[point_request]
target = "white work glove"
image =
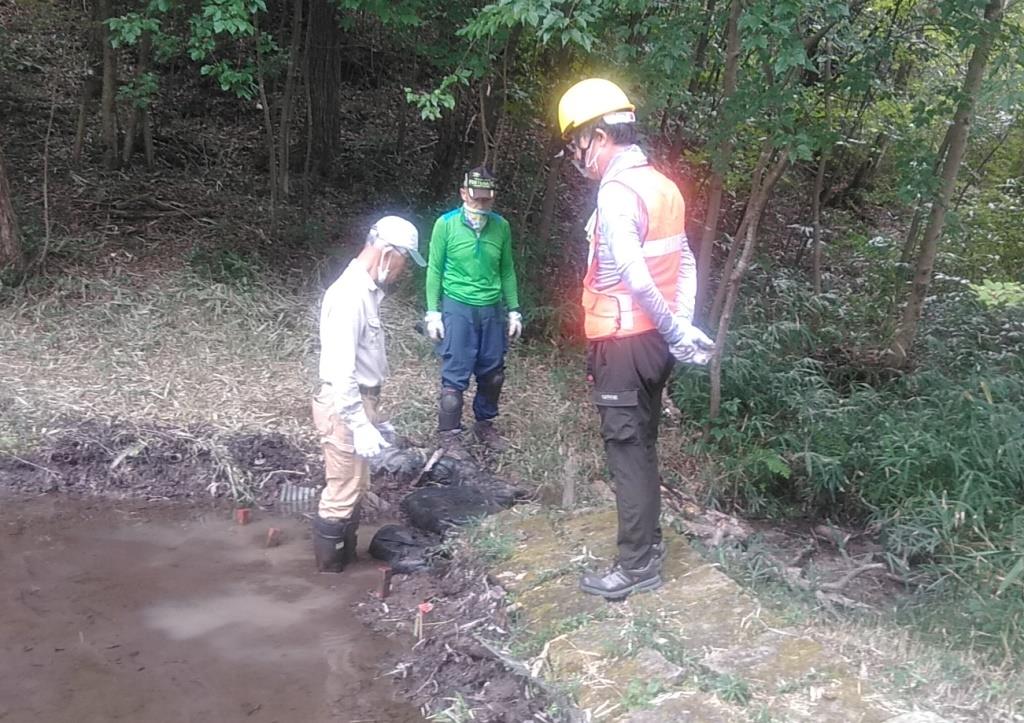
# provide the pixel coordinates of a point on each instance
(387, 431)
(435, 327)
(693, 347)
(366, 437)
(515, 325)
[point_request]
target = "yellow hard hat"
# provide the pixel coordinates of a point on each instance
(588, 100)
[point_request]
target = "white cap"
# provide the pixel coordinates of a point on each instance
(398, 234)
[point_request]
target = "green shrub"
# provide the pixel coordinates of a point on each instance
(813, 422)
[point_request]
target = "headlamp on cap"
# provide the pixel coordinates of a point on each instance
(479, 185)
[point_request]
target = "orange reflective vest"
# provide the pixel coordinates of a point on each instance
(610, 311)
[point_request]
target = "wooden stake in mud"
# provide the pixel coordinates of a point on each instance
(385, 586)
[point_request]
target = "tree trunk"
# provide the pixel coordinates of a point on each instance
(135, 120)
(910, 243)
(325, 68)
(151, 156)
(721, 163)
(819, 184)
(11, 256)
(958, 133)
(550, 199)
(759, 201)
(109, 107)
(288, 101)
(701, 48)
(92, 86)
(271, 145)
(448, 151)
(737, 241)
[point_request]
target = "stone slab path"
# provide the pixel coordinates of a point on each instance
(700, 648)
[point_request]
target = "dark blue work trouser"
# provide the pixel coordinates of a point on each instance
(474, 344)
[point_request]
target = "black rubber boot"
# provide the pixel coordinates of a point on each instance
(330, 544)
(450, 411)
(619, 583)
(659, 551)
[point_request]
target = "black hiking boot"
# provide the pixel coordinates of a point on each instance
(334, 543)
(659, 551)
(619, 583)
(488, 435)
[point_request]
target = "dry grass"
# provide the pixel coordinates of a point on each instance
(165, 348)
(168, 349)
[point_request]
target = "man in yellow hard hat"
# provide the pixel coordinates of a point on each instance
(638, 305)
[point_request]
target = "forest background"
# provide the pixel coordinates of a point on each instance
(853, 172)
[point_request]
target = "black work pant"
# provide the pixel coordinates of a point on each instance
(630, 375)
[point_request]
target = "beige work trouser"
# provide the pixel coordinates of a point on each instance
(347, 474)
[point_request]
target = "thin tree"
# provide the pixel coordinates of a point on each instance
(957, 135)
(722, 157)
(11, 256)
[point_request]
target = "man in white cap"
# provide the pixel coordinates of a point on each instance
(352, 367)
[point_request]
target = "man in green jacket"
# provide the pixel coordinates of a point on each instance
(469, 274)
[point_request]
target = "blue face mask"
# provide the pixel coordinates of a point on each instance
(474, 217)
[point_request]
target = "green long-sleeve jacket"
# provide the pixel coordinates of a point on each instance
(475, 270)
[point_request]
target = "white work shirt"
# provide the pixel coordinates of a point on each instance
(351, 339)
(620, 252)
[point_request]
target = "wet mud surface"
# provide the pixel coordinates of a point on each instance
(126, 610)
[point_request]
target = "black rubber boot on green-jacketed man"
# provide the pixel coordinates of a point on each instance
(330, 542)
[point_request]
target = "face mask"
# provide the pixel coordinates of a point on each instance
(474, 217)
(588, 165)
(382, 271)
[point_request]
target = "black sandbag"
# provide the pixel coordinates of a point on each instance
(407, 550)
(436, 509)
(450, 471)
(399, 463)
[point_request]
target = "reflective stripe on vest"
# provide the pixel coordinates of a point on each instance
(611, 311)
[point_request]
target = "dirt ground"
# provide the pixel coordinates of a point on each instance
(130, 610)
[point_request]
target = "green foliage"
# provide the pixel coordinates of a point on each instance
(432, 103)
(640, 693)
(812, 422)
(223, 266)
(140, 90)
(995, 294)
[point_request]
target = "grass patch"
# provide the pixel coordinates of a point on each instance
(641, 693)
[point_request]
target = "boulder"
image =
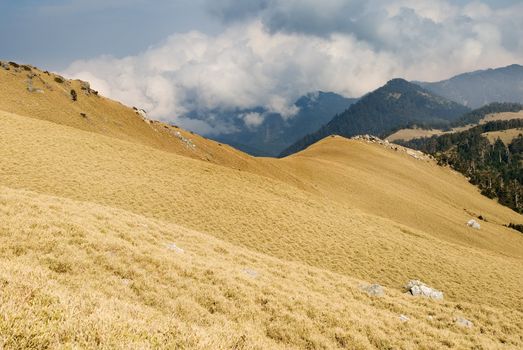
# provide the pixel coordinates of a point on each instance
(374, 290)
(474, 224)
(463, 322)
(418, 288)
(250, 272)
(173, 246)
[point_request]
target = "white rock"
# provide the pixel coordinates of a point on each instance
(418, 288)
(173, 246)
(474, 224)
(250, 272)
(374, 290)
(463, 322)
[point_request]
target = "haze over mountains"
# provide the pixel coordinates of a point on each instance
(133, 233)
(398, 103)
(261, 133)
(479, 88)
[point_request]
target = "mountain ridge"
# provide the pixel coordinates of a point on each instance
(396, 103)
(478, 88)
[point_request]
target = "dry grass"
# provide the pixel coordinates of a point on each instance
(409, 134)
(86, 213)
(83, 275)
(502, 116)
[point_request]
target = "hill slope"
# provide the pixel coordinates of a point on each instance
(275, 133)
(396, 104)
(274, 250)
(482, 87)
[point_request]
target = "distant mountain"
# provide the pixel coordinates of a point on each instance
(475, 116)
(482, 87)
(276, 133)
(395, 104)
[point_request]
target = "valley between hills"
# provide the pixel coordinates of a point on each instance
(120, 231)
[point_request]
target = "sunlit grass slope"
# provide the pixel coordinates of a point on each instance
(87, 211)
(77, 274)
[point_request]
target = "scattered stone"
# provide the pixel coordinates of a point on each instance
(404, 318)
(188, 142)
(473, 224)
(374, 290)
(418, 288)
(173, 246)
(31, 88)
(84, 85)
(463, 322)
(59, 79)
(374, 139)
(250, 272)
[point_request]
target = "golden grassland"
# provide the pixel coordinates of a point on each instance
(409, 134)
(86, 213)
(80, 274)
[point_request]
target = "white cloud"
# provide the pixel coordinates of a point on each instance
(252, 120)
(271, 57)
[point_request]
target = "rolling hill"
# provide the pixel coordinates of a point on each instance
(479, 88)
(275, 133)
(115, 231)
(395, 104)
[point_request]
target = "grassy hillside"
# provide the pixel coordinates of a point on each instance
(396, 104)
(274, 250)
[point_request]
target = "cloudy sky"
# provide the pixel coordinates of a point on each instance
(171, 57)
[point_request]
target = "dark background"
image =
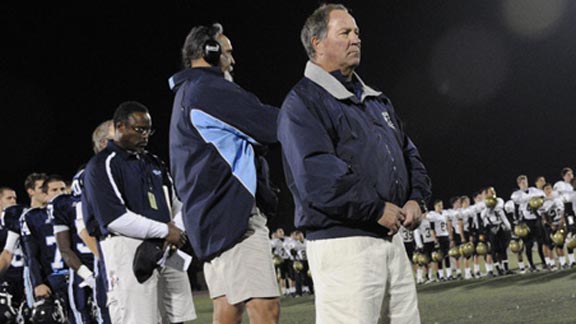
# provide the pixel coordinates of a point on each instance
(485, 88)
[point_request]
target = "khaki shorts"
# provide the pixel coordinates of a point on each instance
(362, 280)
(166, 294)
(245, 271)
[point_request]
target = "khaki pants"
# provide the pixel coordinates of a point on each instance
(362, 280)
(245, 271)
(165, 297)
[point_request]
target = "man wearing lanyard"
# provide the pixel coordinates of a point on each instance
(130, 195)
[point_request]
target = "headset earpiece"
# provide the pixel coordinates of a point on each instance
(212, 51)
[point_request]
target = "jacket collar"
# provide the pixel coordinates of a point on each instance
(177, 79)
(329, 83)
(125, 154)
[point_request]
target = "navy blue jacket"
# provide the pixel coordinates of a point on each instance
(217, 133)
(10, 223)
(40, 246)
(117, 182)
(345, 155)
(64, 209)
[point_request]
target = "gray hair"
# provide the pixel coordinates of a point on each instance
(317, 26)
(193, 45)
(100, 133)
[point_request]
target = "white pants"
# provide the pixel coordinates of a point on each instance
(244, 271)
(166, 294)
(362, 280)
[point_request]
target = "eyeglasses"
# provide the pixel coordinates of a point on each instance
(143, 130)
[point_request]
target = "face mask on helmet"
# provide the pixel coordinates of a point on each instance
(7, 311)
(48, 311)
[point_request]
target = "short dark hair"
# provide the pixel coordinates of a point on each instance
(51, 178)
(316, 25)
(99, 134)
(4, 188)
(194, 43)
(30, 182)
(521, 177)
(127, 108)
(454, 200)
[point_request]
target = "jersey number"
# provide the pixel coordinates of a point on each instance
(57, 264)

**********

◆ **SET PROBLEM**:
Copy out every line of the rows above that contains the string "hard".

◆ **FINAL RESULT**:
target = "yellow hard hat"
target = "man in yellow hard hat"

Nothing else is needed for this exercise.